▶ [Requirement] Below is the data. Give it again, complete and exact.

Entries from a dataset:
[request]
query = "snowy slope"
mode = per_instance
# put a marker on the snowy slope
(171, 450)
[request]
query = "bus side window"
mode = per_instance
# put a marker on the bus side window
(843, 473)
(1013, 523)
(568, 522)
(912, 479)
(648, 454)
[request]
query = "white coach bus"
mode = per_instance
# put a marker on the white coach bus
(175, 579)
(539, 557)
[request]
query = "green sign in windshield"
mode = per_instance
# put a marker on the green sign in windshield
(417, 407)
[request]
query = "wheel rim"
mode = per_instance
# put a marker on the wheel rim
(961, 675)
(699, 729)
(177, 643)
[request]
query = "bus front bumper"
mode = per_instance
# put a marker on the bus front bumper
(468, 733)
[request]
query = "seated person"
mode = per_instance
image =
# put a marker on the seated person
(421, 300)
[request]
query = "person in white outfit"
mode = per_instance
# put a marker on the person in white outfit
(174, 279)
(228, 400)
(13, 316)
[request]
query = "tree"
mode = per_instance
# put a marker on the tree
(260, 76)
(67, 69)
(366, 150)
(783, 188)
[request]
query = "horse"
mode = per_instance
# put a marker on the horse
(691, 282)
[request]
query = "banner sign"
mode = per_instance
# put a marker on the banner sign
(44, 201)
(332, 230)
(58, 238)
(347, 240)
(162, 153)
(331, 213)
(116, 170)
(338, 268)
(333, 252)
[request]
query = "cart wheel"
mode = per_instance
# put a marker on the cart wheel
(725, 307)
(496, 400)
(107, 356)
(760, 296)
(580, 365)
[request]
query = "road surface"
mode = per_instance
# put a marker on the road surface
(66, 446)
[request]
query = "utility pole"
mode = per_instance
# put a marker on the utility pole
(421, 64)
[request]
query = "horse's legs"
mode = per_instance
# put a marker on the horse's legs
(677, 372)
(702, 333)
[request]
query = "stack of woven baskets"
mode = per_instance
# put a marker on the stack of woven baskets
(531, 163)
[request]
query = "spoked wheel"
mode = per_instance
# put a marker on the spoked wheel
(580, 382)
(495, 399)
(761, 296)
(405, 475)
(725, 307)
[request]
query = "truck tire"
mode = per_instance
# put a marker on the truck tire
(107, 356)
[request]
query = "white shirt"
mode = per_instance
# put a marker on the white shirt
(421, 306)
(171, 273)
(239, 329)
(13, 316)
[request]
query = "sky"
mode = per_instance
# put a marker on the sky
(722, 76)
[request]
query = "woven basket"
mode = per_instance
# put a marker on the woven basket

▶ [Solution to the problem]
[request]
query = "snowy slope"
mode = per_instance
# put a marker on the snowy slope
(171, 450)
[request]
query = "bus side window"
mode = per_instance
# put a marker on the bus side window
(843, 473)
(1013, 523)
(568, 522)
(912, 479)
(648, 454)
[request]
query = "white coach bus"
mode = per_instance
# put a marker on the white coach bus
(175, 579)
(539, 557)
[request]
query = "green sign in windshield"
mode = per_instance
# put a marker on the green sign in windshield
(417, 407)
[request]
query = "wheel rim"
mode = per_instance
# put a marker on the wheel rim
(961, 675)
(699, 729)
(177, 643)
[request]
query = "bus front bumper"
mode = per_instance
# put a marker on the bus front bumper
(468, 733)
[request]
query = "seated person"
mode = per_instance
image =
# put a marker on the seated person
(421, 300)
[request]
query = "person in white outfit"
mode = per_instance
# put a marker on the person in white outfit
(174, 279)
(228, 400)
(13, 316)
[request]
query = "tree"
mode = per_instance
# put a marker on the tree
(260, 76)
(67, 69)
(366, 150)
(783, 188)
[request]
query = "horse"
mode = per_instance
# put a marker on the horse
(691, 282)
[request]
query = "banner sign"
mode = per_instance
# put a marker on the banner sign
(44, 201)
(332, 230)
(58, 238)
(347, 240)
(162, 153)
(331, 213)
(116, 170)
(338, 268)
(333, 252)
[request]
query = "cart wheel"
mode = per_instance
# put a marker on the cart wheel
(725, 307)
(496, 400)
(107, 356)
(760, 296)
(580, 365)
[request]
query = "road surface"
mode = per_instance
# put a marker on the road surface
(66, 446)
[request]
query = "utility pole"
mode = per_instance
# put a marker on the utility pole
(421, 64)
[request]
query = "horse's legs"
mode = per_instance
# put a marker on the horse's legs
(677, 372)
(702, 333)
[request]
query = "stack of woven baskets"
mode = per_instance
# put a marker on the stack of woven baskets
(531, 163)
[request]
query = "spoked wheel"
mode = per_instance
# put a marker on the spoked wheel
(580, 382)
(495, 399)
(761, 296)
(405, 475)
(725, 307)
[request]
query = "truck tire"
mode = per_instance
# put a marker on the truck tire
(107, 356)
[request]
query = "white shirt"
mode = per_instance
# put a marker on the white shirt
(421, 306)
(171, 273)
(239, 329)
(13, 316)
[request]
query = "sky"
mode = per_instance
# put a marker on the sky
(722, 76)
[request]
query = "woven basket"
mode = per_instance
# put a marker on the woven basket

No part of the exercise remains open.